● THE RECORDS:
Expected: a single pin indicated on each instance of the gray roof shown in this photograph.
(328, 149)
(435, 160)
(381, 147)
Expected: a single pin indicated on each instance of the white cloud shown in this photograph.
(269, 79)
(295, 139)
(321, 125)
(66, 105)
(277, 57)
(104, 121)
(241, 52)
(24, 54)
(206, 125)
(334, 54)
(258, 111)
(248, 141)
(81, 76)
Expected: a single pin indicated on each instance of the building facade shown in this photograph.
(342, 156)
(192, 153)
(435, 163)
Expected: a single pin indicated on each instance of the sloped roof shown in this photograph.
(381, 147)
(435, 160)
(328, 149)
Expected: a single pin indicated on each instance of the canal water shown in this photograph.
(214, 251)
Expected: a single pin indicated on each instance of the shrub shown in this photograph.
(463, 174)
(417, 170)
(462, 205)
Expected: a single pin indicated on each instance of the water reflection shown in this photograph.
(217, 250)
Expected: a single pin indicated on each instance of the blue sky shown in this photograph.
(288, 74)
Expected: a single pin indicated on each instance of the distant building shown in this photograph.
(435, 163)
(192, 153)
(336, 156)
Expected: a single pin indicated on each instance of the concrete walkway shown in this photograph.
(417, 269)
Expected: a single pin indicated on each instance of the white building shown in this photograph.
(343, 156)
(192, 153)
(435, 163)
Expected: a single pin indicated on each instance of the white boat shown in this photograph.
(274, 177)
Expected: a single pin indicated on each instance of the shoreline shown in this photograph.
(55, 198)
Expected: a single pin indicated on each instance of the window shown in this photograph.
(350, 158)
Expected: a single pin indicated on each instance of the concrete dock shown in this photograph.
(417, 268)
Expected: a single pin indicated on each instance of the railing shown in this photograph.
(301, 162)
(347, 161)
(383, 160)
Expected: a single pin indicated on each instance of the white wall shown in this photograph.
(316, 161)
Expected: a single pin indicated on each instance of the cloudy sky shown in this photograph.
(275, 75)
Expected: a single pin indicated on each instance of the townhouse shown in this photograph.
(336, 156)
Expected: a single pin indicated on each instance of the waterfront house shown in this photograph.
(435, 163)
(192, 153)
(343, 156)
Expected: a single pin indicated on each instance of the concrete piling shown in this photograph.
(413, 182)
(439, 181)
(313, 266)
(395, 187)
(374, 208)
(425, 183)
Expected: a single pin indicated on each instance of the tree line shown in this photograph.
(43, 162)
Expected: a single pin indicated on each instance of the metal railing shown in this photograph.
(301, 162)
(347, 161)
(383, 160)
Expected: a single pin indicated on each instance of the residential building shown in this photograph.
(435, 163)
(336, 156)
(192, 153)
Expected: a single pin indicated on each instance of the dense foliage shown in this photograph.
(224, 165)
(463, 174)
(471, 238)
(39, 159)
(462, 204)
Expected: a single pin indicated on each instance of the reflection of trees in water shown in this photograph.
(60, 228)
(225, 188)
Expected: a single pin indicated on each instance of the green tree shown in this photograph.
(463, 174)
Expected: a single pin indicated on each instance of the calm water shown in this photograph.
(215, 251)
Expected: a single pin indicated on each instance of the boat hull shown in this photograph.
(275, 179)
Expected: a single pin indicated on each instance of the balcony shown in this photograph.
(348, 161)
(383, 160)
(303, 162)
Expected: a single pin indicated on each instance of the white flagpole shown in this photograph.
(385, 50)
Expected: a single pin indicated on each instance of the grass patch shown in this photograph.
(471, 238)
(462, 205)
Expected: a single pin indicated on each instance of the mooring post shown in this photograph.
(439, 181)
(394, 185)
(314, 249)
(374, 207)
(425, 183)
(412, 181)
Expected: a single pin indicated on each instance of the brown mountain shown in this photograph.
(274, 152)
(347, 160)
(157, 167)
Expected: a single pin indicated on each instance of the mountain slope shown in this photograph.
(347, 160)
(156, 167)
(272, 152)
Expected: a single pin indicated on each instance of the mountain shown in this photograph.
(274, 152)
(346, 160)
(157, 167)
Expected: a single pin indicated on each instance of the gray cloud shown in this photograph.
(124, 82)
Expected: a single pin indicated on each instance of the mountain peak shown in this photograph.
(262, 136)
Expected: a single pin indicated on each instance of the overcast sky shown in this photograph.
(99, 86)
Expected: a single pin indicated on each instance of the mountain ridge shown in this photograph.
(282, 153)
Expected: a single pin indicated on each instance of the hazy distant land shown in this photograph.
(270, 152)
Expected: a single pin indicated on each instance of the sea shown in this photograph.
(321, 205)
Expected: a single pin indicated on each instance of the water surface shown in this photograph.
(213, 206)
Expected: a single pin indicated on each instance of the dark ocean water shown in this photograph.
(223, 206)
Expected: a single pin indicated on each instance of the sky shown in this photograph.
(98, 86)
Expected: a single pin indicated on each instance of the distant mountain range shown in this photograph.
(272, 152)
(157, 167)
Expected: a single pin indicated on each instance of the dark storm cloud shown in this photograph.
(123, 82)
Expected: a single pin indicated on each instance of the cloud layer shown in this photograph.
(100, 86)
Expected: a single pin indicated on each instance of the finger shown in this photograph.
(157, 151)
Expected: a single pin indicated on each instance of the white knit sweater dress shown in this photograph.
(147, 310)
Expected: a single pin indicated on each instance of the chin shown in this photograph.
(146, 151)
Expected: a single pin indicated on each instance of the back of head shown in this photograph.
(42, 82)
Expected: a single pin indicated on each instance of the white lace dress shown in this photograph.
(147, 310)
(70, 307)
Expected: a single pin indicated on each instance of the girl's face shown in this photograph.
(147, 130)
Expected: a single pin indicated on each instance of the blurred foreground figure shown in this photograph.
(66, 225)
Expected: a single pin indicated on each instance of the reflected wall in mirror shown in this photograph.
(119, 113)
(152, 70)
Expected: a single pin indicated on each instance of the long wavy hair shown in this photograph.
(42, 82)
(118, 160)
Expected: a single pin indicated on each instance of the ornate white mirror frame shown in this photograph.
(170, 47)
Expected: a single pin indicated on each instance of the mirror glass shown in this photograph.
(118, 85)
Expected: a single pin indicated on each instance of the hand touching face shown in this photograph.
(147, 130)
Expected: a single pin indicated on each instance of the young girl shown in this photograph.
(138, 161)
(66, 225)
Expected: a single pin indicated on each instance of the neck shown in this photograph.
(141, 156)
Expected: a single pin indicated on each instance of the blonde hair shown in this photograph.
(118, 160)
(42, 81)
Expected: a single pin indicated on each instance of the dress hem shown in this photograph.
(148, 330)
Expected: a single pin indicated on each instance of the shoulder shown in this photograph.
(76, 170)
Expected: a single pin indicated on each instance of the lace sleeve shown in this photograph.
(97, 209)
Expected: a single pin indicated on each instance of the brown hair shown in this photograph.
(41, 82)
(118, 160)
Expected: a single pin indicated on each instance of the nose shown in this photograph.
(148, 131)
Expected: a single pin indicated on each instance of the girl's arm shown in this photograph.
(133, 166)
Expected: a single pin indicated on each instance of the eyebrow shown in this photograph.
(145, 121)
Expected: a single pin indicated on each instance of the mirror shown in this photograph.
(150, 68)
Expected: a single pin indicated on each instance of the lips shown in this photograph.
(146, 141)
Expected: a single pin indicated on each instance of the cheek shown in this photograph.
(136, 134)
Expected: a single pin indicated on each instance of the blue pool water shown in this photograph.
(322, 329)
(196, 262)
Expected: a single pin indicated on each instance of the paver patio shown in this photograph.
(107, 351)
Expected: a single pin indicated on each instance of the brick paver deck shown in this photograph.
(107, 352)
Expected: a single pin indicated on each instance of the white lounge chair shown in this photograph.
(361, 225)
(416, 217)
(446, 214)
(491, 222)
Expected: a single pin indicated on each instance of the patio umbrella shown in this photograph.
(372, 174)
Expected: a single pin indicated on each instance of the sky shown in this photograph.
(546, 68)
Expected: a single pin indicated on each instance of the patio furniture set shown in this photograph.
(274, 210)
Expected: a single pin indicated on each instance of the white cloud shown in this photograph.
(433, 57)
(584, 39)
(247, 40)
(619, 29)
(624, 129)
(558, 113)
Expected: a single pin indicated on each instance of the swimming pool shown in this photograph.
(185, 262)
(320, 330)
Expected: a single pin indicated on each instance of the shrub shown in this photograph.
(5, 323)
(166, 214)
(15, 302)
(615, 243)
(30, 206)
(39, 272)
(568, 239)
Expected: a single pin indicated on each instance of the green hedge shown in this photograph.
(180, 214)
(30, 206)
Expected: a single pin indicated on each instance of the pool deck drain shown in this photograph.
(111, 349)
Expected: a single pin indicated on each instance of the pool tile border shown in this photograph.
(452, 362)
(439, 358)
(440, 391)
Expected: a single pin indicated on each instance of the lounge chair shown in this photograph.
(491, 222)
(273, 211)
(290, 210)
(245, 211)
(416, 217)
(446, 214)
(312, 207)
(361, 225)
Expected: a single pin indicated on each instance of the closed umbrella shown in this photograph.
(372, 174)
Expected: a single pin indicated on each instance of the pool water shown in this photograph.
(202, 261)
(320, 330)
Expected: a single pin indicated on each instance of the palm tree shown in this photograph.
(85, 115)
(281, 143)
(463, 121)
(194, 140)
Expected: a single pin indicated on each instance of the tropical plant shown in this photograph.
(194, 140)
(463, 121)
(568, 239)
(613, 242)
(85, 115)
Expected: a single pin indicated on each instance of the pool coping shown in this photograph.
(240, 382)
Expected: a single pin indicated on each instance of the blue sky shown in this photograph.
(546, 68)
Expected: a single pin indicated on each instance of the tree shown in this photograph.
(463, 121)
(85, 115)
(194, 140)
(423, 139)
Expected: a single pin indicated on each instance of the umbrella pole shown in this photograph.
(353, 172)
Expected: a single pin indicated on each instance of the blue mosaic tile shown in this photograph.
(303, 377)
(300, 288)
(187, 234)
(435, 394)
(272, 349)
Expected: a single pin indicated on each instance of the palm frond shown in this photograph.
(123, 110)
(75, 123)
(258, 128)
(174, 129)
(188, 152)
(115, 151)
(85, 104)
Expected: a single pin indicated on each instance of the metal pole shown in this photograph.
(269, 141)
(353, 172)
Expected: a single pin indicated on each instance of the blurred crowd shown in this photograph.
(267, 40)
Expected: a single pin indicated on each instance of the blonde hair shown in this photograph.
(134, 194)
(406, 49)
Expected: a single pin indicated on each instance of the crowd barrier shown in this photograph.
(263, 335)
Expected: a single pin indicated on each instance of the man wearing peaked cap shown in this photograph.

● PROBLEM TO WORK ON:
Please copy exactly, and only, the lines running from the one containing "frond shown in this photograph." through the end of the listing.

● SOLUTION:
Expected: a single pin indicated on each instance of the palm frond shown in this photograph.
(123, 110)
(75, 123)
(258, 128)
(174, 129)
(188, 152)
(115, 151)
(85, 104)
Expected: a single pin indicated on each instance of the metal pole shown in this photograph.
(269, 141)
(353, 172)
Expected: a single pin indicated on each instance of the blurred crowd shown in this photograph.
(267, 40)
Expected: a single pin indicated on each instance of the blonde hair shown in this photograph.
(134, 194)
(406, 49)
Expected: a single pin indicated on each instance of the crowd barrier shown in this photograph.
(263, 335)
Expected: a single pin indicated on each instance of the man wearing peaked cap shown in this photograph.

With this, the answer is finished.